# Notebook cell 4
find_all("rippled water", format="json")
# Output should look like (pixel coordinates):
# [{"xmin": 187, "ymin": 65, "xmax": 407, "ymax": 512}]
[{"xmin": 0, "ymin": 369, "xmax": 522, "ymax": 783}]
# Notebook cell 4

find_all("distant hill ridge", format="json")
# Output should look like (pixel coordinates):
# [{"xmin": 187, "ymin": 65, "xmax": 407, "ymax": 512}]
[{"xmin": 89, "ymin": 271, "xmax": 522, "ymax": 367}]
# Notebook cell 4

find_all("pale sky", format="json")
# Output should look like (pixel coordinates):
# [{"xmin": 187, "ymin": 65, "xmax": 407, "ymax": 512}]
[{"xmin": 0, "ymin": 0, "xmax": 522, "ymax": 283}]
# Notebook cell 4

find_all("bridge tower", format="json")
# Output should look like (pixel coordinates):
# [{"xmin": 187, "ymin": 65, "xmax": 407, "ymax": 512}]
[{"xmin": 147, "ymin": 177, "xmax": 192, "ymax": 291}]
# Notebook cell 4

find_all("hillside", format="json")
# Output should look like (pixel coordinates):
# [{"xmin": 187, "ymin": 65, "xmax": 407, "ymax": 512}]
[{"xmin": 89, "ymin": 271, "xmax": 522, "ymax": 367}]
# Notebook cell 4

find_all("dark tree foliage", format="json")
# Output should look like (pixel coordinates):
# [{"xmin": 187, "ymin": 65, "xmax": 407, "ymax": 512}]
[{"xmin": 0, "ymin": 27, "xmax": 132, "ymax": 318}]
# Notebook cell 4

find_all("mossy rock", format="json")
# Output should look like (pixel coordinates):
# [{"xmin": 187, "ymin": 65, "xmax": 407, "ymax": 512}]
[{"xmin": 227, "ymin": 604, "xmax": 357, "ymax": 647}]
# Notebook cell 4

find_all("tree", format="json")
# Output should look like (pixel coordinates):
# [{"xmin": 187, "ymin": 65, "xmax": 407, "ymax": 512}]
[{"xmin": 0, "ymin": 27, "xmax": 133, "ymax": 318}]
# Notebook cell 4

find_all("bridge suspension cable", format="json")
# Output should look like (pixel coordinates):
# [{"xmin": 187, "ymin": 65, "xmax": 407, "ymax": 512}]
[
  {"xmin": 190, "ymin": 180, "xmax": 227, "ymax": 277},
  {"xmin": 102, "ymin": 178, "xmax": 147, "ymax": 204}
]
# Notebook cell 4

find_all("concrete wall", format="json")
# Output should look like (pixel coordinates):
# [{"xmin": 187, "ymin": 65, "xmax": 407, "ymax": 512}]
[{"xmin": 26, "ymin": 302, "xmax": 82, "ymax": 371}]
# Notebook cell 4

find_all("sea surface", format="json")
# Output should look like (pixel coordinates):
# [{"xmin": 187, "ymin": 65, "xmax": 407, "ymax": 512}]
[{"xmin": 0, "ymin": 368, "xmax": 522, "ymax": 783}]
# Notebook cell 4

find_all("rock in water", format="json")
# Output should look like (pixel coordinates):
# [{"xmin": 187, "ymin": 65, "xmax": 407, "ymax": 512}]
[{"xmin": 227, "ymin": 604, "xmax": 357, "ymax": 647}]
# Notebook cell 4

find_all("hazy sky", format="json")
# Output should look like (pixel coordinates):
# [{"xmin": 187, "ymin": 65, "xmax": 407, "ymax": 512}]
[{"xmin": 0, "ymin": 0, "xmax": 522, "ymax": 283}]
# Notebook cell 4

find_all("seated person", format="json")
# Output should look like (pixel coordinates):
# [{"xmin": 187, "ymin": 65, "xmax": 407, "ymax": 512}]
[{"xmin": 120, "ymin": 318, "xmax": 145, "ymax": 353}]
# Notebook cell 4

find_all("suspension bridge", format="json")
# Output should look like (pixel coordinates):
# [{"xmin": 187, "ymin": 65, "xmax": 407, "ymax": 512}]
============
**Exercise goal**
Repeat the records above in full, character for character.

**Answer to the task**
# Notebook cell 4
find_all("rippled water", format="json")
# Output should look like (pixel coordinates):
# [{"xmin": 187, "ymin": 65, "xmax": 407, "ymax": 512}]
[{"xmin": 0, "ymin": 369, "xmax": 522, "ymax": 783}]
# Notebook cell 4

find_all("distant hill ridge", format="json")
# Output should look like (pixel coordinates):
# [{"xmin": 187, "ymin": 65, "xmax": 407, "ymax": 512}]
[{"xmin": 89, "ymin": 271, "xmax": 522, "ymax": 367}]
# Notebook cell 4

find_all("pale sky", format="json")
# Output should look like (pixel coordinates):
# [{"xmin": 187, "ymin": 65, "xmax": 407, "ymax": 512}]
[{"xmin": 0, "ymin": 0, "xmax": 522, "ymax": 283}]
# Notebook cell 4

find_all("bridge tower", format="json")
# Output should look like (pixel coordinates):
# [{"xmin": 187, "ymin": 65, "xmax": 407, "ymax": 512}]
[{"xmin": 147, "ymin": 177, "xmax": 192, "ymax": 291}]
# Notebook cell 4

find_all("hillside", format="json")
# Output should look like (pixel coordinates):
# [{"xmin": 187, "ymin": 65, "xmax": 407, "ymax": 512}]
[{"xmin": 89, "ymin": 271, "xmax": 522, "ymax": 367}]
# Notebook cell 4

find_all("dark tree foliage", format="json")
# Output should look like (pixel coordinates):
# [{"xmin": 187, "ymin": 65, "xmax": 407, "ymax": 512}]
[{"xmin": 0, "ymin": 27, "xmax": 132, "ymax": 318}]
# Notebook cell 4

find_all("mossy rock", format="json")
# Output should look like (pixel coordinates):
# [{"xmin": 187, "ymin": 65, "xmax": 407, "ymax": 512}]
[{"xmin": 227, "ymin": 604, "xmax": 357, "ymax": 647}]
# Notebook cell 4

find_all("tree", format="json")
# Output should look like (pixel coordinates):
# [{"xmin": 187, "ymin": 65, "xmax": 407, "ymax": 512}]
[{"xmin": 0, "ymin": 27, "xmax": 133, "ymax": 318}]
# Notebook cell 4

find_all("bridge suspension cable", format="json")
# Output should look like (pixel coordinates):
# [{"xmin": 187, "ymin": 65, "xmax": 407, "ymax": 512}]
[
  {"xmin": 190, "ymin": 180, "xmax": 227, "ymax": 277},
  {"xmin": 102, "ymin": 178, "xmax": 147, "ymax": 204}
]
# Notebook cell 4

find_all("concrete wall", format="json")
# Output should look like (pixel coordinates):
# [{"xmin": 187, "ymin": 65, "xmax": 407, "ymax": 512}]
[{"xmin": 26, "ymin": 302, "xmax": 82, "ymax": 371}]
# Notebook cell 4

find_all("sea surface", format="json")
# Output should look like (pixel coordinates):
# [{"xmin": 187, "ymin": 65, "xmax": 407, "ymax": 512}]
[{"xmin": 0, "ymin": 368, "xmax": 522, "ymax": 783}]
# Notebook cell 4

find_all("rock in water", format="json")
# Output should look like (pixel coordinates):
# [{"xmin": 187, "ymin": 65, "xmax": 407, "ymax": 512}]
[{"xmin": 227, "ymin": 604, "xmax": 357, "ymax": 647}]
# Notebook cell 4

find_all("hazy sky", format="json")
# Output should look like (pixel coordinates):
# [{"xmin": 187, "ymin": 65, "xmax": 407, "ymax": 512}]
[{"xmin": 0, "ymin": 0, "xmax": 522, "ymax": 283}]
# Notebook cell 4

find_all("seated person", format="json")
# Output should look like (pixel coordinates):
# [{"xmin": 187, "ymin": 65, "xmax": 407, "ymax": 512}]
[{"xmin": 120, "ymin": 318, "xmax": 145, "ymax": 353}]
# Notebook cell 4

find_all("suspension bridge", format="json")
# Output should look like (pixel coordinates):
# [{"xmin": 187, "ymin": 65, "xmax": 407, "ymax": 512}]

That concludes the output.